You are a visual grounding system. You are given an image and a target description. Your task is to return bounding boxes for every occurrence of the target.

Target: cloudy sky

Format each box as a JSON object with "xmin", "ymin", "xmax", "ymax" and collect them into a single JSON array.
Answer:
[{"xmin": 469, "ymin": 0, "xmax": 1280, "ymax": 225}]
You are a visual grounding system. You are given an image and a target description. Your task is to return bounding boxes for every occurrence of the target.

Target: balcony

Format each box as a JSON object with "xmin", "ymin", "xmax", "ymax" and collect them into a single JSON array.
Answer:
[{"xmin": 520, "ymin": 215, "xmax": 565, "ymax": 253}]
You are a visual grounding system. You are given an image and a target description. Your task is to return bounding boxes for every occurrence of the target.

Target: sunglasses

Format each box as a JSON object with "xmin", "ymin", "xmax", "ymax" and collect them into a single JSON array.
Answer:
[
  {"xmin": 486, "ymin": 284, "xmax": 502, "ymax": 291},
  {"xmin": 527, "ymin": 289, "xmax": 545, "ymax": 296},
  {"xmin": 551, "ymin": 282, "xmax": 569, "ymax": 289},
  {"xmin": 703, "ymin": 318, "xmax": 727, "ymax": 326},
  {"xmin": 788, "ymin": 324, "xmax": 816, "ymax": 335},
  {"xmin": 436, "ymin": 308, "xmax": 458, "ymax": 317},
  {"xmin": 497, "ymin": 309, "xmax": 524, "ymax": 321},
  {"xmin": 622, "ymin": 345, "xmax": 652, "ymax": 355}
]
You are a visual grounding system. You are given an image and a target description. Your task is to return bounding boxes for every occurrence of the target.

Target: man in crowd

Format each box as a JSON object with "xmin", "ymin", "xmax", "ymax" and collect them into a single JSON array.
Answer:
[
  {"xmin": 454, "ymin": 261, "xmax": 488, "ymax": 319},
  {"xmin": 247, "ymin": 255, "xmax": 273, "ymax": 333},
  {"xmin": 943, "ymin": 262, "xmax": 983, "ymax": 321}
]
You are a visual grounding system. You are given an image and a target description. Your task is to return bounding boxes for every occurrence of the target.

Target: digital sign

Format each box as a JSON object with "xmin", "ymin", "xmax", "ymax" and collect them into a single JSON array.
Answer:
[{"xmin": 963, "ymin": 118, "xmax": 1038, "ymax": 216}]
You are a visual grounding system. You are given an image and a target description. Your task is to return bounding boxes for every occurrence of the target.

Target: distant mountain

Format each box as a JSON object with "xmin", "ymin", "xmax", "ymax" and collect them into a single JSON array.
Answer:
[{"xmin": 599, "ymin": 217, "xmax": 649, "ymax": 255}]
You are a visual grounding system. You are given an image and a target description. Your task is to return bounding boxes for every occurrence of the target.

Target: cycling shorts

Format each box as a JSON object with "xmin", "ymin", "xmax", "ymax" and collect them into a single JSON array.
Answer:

PROMPT: The entire listing above, every line of it, should be copied out exactly.

OUTPUT:
You are a visual grounding system. You are given an image and a target description. Your task is to return bounding boxes for every occurrence of the target.

Target: cloudy sky

Format each box as a JSON object with "xmin", "ymin", "xmax", "ymax" and collect them into a single JSON array.
Answer:
[{"xmin": 469, "ymin": 0, "xmax": 1280, "ymax": 225}]
You are a visual grounding system. You are given an image and a target description. Your task is to return bounding boxes for every occurrence of the target.

Target: balcony

Format each box as a JSON object with "xmin", "ymin", "xmax", "ymax" and collect them into a single JSON array.
Answer:
[{"xmin": 520, "ymin": 215, "xmax": 565, "ymax": 253}]
You are a visual grounding system. You are given an image and a target description. Your task is to return bounding boxes for every occurrence of the target.

Target: sunglasses

Format each box as a JSON object with "xmin", "ymin", "xmax", "ymax" and collect them into a single JSON array.
Answer:
[
  {"xmin": 486, "ymin": 284, "xmax": 502, "ymax": 291},
  {"xmin": 527, "ymin": 289, "xmax": 545, "ymax": 296},
  {"xmin": 551, "ymin": 282, "xmax": 569, "ymax": 289},
  {"xmin": 703, "ymin": 318, "xmax": 727, "ymax": 326},
  {"xmin": 788, "ymin": 324, "xmax": 816, "ymax": 335},
  {"xmin": 436, "ymin": 308, "xmax": 458, "ymax": 317},
  {"xmin": 497, "ymin": 309, "xmax": 524, "ymax": 321},
  {"xmin": 622, "ymin": 345, "xmax": 652, "ymax": 355}
]
You are a visual grounding system. You are given an image and a target description. Your task is to return bounding boxes for every occurrence of the target.

Target: man in crowd

Format each box as a JSON object with "xmin", "ymin", "xmax", "ymax" and collect them into a single JSON array.
Answer:
[
  {"xmin": 454, "ymin": 261, "xmax": 488, "ymax": 319},
  {"xmin": 247, "ymin": 255, "xmax": 273, "ymax": 333},
  {"xmin": 943, "ymin": 262, "xmax": 983, "ymax": 321}
]
You are a visual grounding system. You are given an image and a target description. Your task is to return bounding boxes for every occurrence of the target.

Target: digital sign

Format each box as a JSON object with "xmin", "ymin", "xmax", "ymax" and collect them into a single JSON array.
Answer:
[{"xmin": 963, "ymin": 118, "xmax": 1038, "ymax": 216}]
You are a visual grounding system. You are given an image and a target description. Your task is to return bounding boxes for every occurrence of the target.

Target: distant mountain

Format each box as a JSON object with "xmin", "ymin", "xmax", "ymax" and collect them into a single JSON array.
Answer:
[{"xmin": 599, "ymin": 217, "xmax": 649, "ymax": 255}]
You are a visual grounding system. You are given an image and a target description. Your task is to return bounding boxes for every occurrence of the target.

Target: cycling shorts

Format each box as a JSON object with "xmin", "ymin", "xmax", "ymax" and collect them into a single JSON array.
Answer:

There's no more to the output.